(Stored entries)
****************
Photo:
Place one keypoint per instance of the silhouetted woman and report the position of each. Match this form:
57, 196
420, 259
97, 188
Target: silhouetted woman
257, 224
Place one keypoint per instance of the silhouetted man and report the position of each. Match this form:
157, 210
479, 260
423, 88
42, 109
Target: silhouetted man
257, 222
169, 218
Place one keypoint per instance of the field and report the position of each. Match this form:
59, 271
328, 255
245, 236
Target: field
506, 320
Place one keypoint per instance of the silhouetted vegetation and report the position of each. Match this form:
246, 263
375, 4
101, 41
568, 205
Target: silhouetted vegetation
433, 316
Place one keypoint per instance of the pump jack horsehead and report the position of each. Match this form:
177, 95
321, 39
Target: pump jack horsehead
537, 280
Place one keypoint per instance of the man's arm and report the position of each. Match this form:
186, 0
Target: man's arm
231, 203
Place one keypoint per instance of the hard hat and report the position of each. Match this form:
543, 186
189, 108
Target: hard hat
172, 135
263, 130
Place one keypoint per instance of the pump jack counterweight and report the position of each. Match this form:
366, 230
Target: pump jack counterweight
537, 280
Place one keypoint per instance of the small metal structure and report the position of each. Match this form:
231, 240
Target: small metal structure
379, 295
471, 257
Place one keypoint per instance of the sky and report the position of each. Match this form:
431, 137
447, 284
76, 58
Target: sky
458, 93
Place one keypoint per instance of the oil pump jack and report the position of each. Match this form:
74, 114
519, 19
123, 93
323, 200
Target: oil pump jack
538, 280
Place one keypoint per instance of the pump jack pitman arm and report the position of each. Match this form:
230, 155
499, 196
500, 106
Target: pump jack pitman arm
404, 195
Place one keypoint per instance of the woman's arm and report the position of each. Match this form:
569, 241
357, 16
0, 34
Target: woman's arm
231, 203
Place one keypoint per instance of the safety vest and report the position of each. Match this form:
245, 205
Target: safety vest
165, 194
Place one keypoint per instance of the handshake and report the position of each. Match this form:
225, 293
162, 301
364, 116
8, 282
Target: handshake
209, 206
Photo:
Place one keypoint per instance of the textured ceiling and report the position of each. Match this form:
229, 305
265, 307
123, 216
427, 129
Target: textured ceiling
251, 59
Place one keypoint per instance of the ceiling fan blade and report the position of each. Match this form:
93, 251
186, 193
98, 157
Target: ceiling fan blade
****************
Rewrite all the records above, substituting "marker" for every occurrence of "keypoint" and leaving everything else unchanged.

- **Expected output**:
Photo:
Place one marker per instance of the silhouetted woman and report the position of each. Match this form:
57, 196
420, 259
97, 188
Target: silhouetted woman
257, 224
Place one marker per instance of the silhouetted man and report the position of each. Match this form:
157, 210
479, 260
423, 88
42, 109
Target: silhouetted man
257, 222
169, 218
Place one marker per instance of the field and report the position of each. Match this form:
59, 271
328, 255
245, 236
Target: field
506, 320
Place one marker per instance of the silhouetted vegetation and report the position of each. Match this form:
246, 263
375, 4
101, 41
568, 205
Target: silhouetted vegetation
433, 316
Place one marker per instance of the pump jack horsehead and report the position of each. Match this form:
177, 95
321, 39
Target: pump jack horsehead
537, 280
Place one marker per instance of the man's arm and report the position of each. Match this form:
186, 0
Target: man's arm
231, 203
Place one marker per instance of the hard hat and report the position of each. Match this form:
543, 186
189, 108
Target: hard hat
172, 135
263, 130
Place one marker per instance of the pump jack counterweight and report the position of each. Match this form:
366, 230
Target: pump jack counterweight
537, 280
Place one marker per instance of the small metal structure and report the position of each. Match this form:
231, 240
Target: small metal structure
379, 295
471, 257
Place one marker per instance of the sky and report the position of each. Match this form:
431, 137
447, 284
76, 58
Target: sky
458, 93
Place one marker per instance of the oil pump jack and report the position of each. Match this form:
74, 114
519, 19
123, 93
323, 200
Target: oil pump jack
538, 280
Place one marker per instance of the pump jack pitman arm and report the position of each. Match this form:
230, 155
499, 196
500, 106
Target: pump jack pitman arm
404, 195
Place one marker per instance of the woman's arm and report the position of each. Match this form:
569, 241
357, 16
0, 34
Target: woman's arm
231, 203
Place one marker per instance of the safety vest and report the position of each. Match this form:
245, 205
Target: safety vest
165, 194
Place one marker per instance of the handshake and report the position of each. Match this form:
225, 293
162, 301
364, 116
8, 282
Target: handshake
209, 206
Photo:
Place one marker per instance of the textured ceiling and report the position of each. Match this form:
229, 305
265, 307
123, 216
427, 129
Target: textured ceiling
251, 59
Place one marker per instance of the ceiling fan blade and report the position of each. Match this form:
93, 251
186, 193
98, 157
Target: ceiling fan blade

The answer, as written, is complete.